### Your instructions
Below you will find a set of lines. Repeat them all exactly.

### Dataset excerpts on object pointing
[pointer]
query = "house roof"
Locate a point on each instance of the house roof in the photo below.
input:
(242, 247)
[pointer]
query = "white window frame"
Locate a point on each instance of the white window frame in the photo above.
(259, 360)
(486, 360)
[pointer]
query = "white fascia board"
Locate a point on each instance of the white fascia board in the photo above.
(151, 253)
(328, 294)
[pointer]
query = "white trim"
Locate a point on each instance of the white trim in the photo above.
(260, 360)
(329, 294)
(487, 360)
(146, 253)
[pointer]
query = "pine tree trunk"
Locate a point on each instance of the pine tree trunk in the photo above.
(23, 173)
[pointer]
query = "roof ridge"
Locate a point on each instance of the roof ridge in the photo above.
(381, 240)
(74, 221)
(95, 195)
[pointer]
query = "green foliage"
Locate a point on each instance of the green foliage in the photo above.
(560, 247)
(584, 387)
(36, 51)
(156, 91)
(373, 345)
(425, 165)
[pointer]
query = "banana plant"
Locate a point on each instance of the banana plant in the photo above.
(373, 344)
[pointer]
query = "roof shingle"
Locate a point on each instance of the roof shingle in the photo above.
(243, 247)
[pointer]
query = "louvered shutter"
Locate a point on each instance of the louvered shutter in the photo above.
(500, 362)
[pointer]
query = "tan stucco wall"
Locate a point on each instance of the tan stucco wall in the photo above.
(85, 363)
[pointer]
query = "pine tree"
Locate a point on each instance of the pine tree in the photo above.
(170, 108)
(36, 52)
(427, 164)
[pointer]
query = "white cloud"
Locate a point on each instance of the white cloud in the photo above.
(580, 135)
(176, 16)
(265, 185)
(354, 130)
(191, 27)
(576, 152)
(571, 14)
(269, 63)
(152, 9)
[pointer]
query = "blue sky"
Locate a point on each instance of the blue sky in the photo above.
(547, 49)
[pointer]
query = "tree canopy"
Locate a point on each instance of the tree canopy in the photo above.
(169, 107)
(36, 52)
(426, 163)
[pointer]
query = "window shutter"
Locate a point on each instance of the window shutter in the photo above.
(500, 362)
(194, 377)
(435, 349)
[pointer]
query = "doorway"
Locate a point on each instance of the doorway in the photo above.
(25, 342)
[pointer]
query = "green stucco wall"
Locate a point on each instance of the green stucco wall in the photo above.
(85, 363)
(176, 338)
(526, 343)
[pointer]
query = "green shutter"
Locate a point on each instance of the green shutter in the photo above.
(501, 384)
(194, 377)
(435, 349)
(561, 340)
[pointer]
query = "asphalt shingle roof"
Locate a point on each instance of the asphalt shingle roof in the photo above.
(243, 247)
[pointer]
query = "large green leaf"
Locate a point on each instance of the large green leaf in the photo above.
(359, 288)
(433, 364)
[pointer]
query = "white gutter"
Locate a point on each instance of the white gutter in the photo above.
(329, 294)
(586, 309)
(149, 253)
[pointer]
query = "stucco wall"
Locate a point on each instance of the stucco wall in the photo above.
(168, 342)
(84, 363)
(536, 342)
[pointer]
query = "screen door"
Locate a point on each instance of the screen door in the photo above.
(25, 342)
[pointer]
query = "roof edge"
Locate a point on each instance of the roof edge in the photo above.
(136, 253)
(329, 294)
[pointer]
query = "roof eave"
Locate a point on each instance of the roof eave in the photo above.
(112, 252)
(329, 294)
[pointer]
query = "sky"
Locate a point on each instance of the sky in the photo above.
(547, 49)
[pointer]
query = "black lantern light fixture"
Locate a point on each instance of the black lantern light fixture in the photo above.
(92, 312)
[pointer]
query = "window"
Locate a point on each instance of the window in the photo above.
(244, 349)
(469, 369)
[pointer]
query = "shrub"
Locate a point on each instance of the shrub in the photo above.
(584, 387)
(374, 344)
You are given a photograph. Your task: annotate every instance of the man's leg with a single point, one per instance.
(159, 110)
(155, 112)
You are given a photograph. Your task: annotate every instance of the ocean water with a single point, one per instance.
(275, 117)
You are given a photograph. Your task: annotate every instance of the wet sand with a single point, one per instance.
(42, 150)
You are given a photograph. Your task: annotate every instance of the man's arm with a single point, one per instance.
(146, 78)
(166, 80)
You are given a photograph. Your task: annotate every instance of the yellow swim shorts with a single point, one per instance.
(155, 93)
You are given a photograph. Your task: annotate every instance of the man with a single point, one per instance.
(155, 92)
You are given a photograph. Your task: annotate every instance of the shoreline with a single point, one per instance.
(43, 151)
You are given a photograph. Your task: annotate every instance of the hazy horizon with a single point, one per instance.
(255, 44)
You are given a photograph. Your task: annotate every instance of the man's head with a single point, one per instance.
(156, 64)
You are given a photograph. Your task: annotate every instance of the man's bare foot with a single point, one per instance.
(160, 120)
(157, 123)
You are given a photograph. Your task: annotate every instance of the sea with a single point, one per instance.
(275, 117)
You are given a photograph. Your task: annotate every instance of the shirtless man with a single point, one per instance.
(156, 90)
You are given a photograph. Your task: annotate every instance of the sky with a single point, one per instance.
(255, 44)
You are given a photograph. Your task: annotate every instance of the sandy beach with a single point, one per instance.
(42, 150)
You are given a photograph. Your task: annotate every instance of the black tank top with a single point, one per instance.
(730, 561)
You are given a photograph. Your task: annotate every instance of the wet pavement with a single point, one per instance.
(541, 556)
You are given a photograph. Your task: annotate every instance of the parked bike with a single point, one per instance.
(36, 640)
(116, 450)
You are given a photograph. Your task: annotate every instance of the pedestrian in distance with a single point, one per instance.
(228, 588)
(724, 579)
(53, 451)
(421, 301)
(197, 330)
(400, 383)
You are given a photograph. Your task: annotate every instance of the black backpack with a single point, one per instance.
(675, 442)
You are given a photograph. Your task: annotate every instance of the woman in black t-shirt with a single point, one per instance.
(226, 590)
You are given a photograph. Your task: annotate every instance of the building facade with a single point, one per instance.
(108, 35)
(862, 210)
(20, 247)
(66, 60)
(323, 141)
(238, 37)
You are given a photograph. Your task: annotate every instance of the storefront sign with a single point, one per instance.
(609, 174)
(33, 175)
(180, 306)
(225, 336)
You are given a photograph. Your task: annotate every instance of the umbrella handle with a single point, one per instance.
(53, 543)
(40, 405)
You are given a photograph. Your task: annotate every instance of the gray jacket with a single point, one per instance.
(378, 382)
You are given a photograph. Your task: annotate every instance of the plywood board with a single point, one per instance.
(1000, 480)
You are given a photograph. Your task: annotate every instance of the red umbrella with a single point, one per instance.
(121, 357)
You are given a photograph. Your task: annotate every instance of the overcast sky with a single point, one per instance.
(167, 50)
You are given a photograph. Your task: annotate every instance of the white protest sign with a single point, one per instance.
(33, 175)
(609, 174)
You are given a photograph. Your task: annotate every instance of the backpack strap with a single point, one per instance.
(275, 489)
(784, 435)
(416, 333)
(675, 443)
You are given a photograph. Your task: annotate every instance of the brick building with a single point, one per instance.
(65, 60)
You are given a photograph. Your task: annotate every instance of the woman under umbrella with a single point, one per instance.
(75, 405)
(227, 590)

### Task result
[pointer]
query = "house roof"
Locate a point on each instance of the house roof in the photo below.
input:
(242, 247)
[pointer]
query = "white window frame"
Locate a point on each instance of the white window frame in the photo above.
(259, 360)
(486, 360)
[pointer]
query = "white fascia board"
Locate a point on each instance of the white fascia board in the photo above.
(151, 253)
(328, 294)
[pointer]
query = "white trim"
Locate a point on each instance of the white trim in the photo above.
(260, 360)
(329, 294)
(487, 360)
(146, 253)
[pointer]
query = "pine tree trunk"
Locate a point on each instance of the pine tree trunk in the photo above.
(23, 173)
[pointer]
query = "roof ridge"
Locate a point on each instance of the roof ridge in the photo above.
(381, 240)
(74, 221)
(95, 195)
[pointer]
query = "green foliage"
Locate a point on each instance of the green foliage in the photo above.
(560, 247)
(584, 387)
(36, 51)
(156, 91)
(373, 345)
(425, 165)
[pointer]
query = "banana plant"
Locate a point on each instance of the banana plant in the photo above.
(373, 344)
[pointer]
query = "roof shingle"
Locate a point on each instance of the roof shingle in the photo above.
(243, 247)
[pointer]
query = "louvered shutter"
Locate a point on each instance of the louvered shutter in the photo above.
(500, 362)
[pointer]
query = "tan stucco wall"
Locate a point on each instance of the tan stucco wall in the photo above.
(85, 363)
[pointer]
query = "pine tree"
Locate a point on each instance of the pine tree in the photo above.
(170, 108)
(36, 52)
(427, 164)
[pointer]
query = "white cloud"
Locate a point on each instance of the white cloud in the photo above.
(580, 135)
(176, 16)
(265, 185)
(354, 130)
(191, 27)
(576, 152)
(571, 14)
(269, 63)
(152, 9)
[pointer]
query = "blue sky"
Locate a point on each instance of the blue sky in the photo above.
(547, 49)
[pointer]
query = "tree canopy"
Locate a point on each instance of the tree canopy in the photo above.
(169, 107)
(36, 52)
(426, 163)
[pointer]
query = "window shutter"
Locate a point on each instance of the window shutter in the photo above.
(500, 362)
(194, 377)
(435, 349)
[pointer]
query = "doorway"
Locate a point on each instance of the doorway in the photo above.
(25, 342)
[pointer]
query = "green stucco wall"
Locate a point on each instance of the green stucco wall in the photo above.
(85, 363)
(176, 338)
(526, 343)
[pointer]
query = "green shutter"
Locate a point on each instance of the green shutter in the photo above.
(501, 384)
(194, 377)
(435, 349)
(561, 340)
[pointer]
query = "asphalt shingle roof"
Locate a point on each instance of the asphalt shingle roof in the photo above.
(243, 247)
[pointer]
query = "large green leaf"
Locate a point on each instance of the large green leaf in the photo above.
(359, 288)
(433, 364)
[pointer]
query = "white gutter"
Locate a point on each instance of the white gutter in the photo above.
(329, 294)
(586, 309)
(149, 253)
[pointer]
query = "stucco wall"
Locate a point on each instance of the stucco wall in the photo above.
(168, 342)
(84, 363)
(536, 342)
[pointer]
query = "screen door"
Locate a point on each instance of the screen door in the photo above.
(25, 342)
[pointer]
query = "roof edge"
Locate a point on each instance of the roof edge in the photo above.
(136, 253)
(329, 294)
[pointer]
query = "roof eave"
Locate a point on each instance of the roof eave in the photo above.
(112, 252)
(329, 294)
[pointer]
query = "sky"
Locate a point on each instance of the sky in the photo above.
(547, 49)
[pointer]
query = "black lantern light fixture"
Locate a point on each instance of the black lantern light fixture in the photo above.
(92, 312)
[pointer]
query = "window"
Locate a point on each instance of the window in the photo above.
(244, 349)
(469, 369)
[pointer]
query = "shrub"
Locate a point on each instance of the shrub in the photo above.
(584, 387)
(374, 344)
You are given a photograph. Your task: annotate every instance of the man's leg with a single point, one per instance.
(159, 110)
(155, 112)
You are given a photograph. Your task: annotate every instance of the ocean water with a single point, one per instance.
(275, 117)
You are given a photograph. Your task: annotate every instance of the wet sand with a single point, one per instance.
(42, 150)
You are given a photograph. Your task: annotate every instance of the man's arm with a single point, one per instance.
(146, 78)
(166, 80)
You are given a photograph. Your task: annotate every instance of the yellow swim shorts with a single point, one per instance.
(155, 93)
You are given a photograph. Your task: annotate every instance of the man with a single point, one per instance.
(155, 92)
You are given a photograph. Your task: annotate every instance of the shoreline with a single point, one per instance.
(43, 151)
You are given a photograph. Your task: annotate every instance of the hazy horizon with a single point, one per instance.
(255, 44)
You are given a photograph. Your task: annotate every instance of the man's head with a single point, one per instance.
(156, 64)
You are given a photograph. Your task: annotate every instance of the man's bare foot with a single point, one per instance.
(160, 120)
(157, 123)
You are given a photograph. Your task: annotate every instance of the sea with a single point, one per instance.
(275, 117)
You are given a photograph. Your task: annotate every instance of the shirtless man with a single point, one per instance.
(156, 90)
You are given a photograph. Your task: annotate every instance of the sky with a single point, one per instance.
(255, 44)
You are given a photograph. Your task: annotate every instance of the sandy beach with a single point, one per instance.
(42, 150)
You are given a photograph. Your task: annotate every instance of the black tank top with a single point, one per instance.
(730, 561)
You are given a photograph. Your task: annotate every instance of the wet pavement with a single point, one per instance.
(541, 556)
You are given a photograph. Your task: annotate every instance of the parked bike with a single point, one per instance.
(36, 640)
(116, 450)
You are given a photograph. Your task: annotate every instance of the pedestrian in distance with a single point, one per instance.
(228, 588)
(724, 579)
(53, 451)
(421, 301)
(197, 330)
(400, 383)
You are given a photograph. Your task: annotate every instance of the black backpack with a single point, one per instance.
(675, 442)
You are given a photograph. Your task: annotate every instance of the woman in black t-shirt with a single point, one per instance.
(226, 590)
You are given a photograph. Your task: annotate every instance of the building facade with a single point, one per instance.
(108, 35)
(862, 210)
(20, 247)
(66, 60)
(323, 141)
(238, 37)
You are given a photograph. Your task: annotate every instance of the storefront sign with a single point, one per instance.
(609, 174)
(33, 175)
(180, 306)
(225, 336)
You are given a photograph. Your task: annotate every instance of the umbrella handle with a single point, one per instance.
(53, 543)
(40, 405)
You are given a photograph. Your task: annotate every instance of the gray jacket with a single point, one per instance.
(378, 382)
You are given a photograph. Your task: annotate every instance of the plywood board with a single point, one per instance.
(1000, 480)
You are given a photograph. Your task: annotate every instance of the red umbrella with a single point, one per instance.
(121, 357)
You are given a photograph. Your task: annotate every instance of the overcast sky with a single point, one per instance.
(167, 50)
You are given a photograph. Your task: annotate every instance of the white protest sign with a single point, one per instance.
(33, 175)
(609, 174)
You are given a photograph. Your task: annotate every instance of the backpack strap with a single point, one per instance.
(275, 489)
(784, 435)
(416, 333)
(675, 443)
You are given a photograph. Your task: annotate every instance of the brick building with a single point, one per instance.
(65, 60)
You are given a photograph. Your task: annotate every instance of the woman under umbrella with a single point, one per instance.
(75, 405)
(227, 590)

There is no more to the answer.